Repeat each line of the material exactly.

(Excerpt from a dataset)
>> Start
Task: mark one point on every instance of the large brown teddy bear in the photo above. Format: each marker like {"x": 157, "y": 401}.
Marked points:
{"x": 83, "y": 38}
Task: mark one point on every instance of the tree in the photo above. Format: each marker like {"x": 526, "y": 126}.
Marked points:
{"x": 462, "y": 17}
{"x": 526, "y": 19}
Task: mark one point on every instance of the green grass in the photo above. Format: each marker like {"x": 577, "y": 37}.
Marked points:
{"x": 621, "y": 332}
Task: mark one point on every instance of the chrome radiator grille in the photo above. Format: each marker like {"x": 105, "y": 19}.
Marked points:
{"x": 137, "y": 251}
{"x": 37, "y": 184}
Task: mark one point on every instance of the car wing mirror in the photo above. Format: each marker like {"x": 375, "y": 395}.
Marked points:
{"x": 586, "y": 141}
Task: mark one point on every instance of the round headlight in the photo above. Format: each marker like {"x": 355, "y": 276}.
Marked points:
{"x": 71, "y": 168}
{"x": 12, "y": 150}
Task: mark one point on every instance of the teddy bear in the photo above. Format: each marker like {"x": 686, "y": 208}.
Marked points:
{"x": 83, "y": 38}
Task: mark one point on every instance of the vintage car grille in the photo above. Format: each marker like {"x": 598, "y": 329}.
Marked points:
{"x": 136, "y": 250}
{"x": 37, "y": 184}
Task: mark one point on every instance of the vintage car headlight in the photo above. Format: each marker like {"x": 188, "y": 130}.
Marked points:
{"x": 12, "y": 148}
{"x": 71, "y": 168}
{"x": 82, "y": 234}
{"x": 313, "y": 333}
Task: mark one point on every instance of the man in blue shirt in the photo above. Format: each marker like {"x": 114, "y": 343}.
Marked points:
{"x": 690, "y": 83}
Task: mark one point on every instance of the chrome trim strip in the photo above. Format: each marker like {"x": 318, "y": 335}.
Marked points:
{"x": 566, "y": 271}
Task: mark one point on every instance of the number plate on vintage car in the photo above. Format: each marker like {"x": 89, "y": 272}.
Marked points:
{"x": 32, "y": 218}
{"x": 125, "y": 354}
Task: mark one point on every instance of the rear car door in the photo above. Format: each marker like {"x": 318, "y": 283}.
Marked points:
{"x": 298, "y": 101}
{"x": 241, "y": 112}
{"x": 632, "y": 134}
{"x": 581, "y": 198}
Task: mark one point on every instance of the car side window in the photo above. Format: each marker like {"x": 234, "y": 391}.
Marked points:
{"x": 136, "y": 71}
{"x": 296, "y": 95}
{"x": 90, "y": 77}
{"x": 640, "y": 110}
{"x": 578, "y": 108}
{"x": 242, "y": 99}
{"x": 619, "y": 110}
>> End
§ **Exercise response**
Task: mark one point on every instance of the large brown teddy bear in the photo above. Format: each marker like {"x": 157, "y": 401}.
Marked points:
{"x": 83, "y": 38}
Task: mark one point on every instance of the tree in the photo above. Format: each marker like {"x": 526, "y": 126}.
Marked points:
{"x": 462, "y": 17}
{"x": 526, "y": 19}
Task: mark one point on every instance of the green grass in the photo above. Format: each marker like {"x": 577, "y": 37}.
Marked points:
{"x": 621, "y": 332}
Task: mark one point on every instance of the chrome radiator grille in the photo above. Format: each marker like {"x": 105, "y": 19}.
Marked points:
{"x": 137, "y": 251}
{"x": 37, "y": 184}
Task: mark one point on every instance of the car wing mirror in the photo above. Format: each marker like {"x": 375, "y": 395}.
Marked points:
{"x": 586, "y": 141}
Task: mark one point on every instance of the round headlight in the photo above. Format: each marker like {"x": 355, "y": 276}.
Marked points:
{"x": 71, "y": 168}
{"x": 12, "y": 150}
Task: mark one point on every instance of the teddy bear in the photo above. Format: each marker like {"x": 686, "y": 208}.
Marked points:
{"x": 83, "y": 38}
Task: mark one point on every instance of the vintage car grille in the photo above. Format: each marker like {"x": 598, "y": 329}.
Marked points:
{"x": 136, "y": 250}
{"x": 37, "y": 184}
Task: mark one point on every instance of the vintage car headlight in the photo above. Format: each marker like {"x": 188, "y": 130}.
Marked points:
{"x": 12, "y": 148}
{"x": 71, "y": 168}
{"x": 82, "y": 234}
{"x": 313, "y": 333}
Task: mark one point on every instance of the man in blue shirt in the photo above. Format: each marker like {"x": 114, "y": 343}.
Marked points:
{"x": 690, "y": 83}
Task: mark one point on every instance of the chrome trim strip in the photo above. Format: each marker like {"x": 318, "y": 335}.
Marked points:
{"x": 566, "y": 271}
Task: mark one point on every instance of the number plate on vintage car in the photo above. Format: each marker like {"x": 89, "y": 272}.
Marked points:
{"x": 32, "y": 218}
{"x": 125, "y": 354}
Task: mark one point on every instance of the rear car door in the photo above. Format: each marker like {"x": 318, "y": 283}.
Marked points:
{"x": 298, "y": 101}
{"x": 241, "y": 112}
{"x": 632, "y": 134}
{"x": 581, "y": 198}
Task: mark one point on every instance of the car side window in the photo above. Format: each marker like {"x": 234, "y": 391}.
Marked points:
{"x": 136, "y": 71}
{"x": 296, "y": 95}
{"x": 90, "y": 77}
{"x": 640, "y": 110}
{"x": 578, "y": 108}
{"x": 242, "y": 99}
{"x": 619, "y": 110}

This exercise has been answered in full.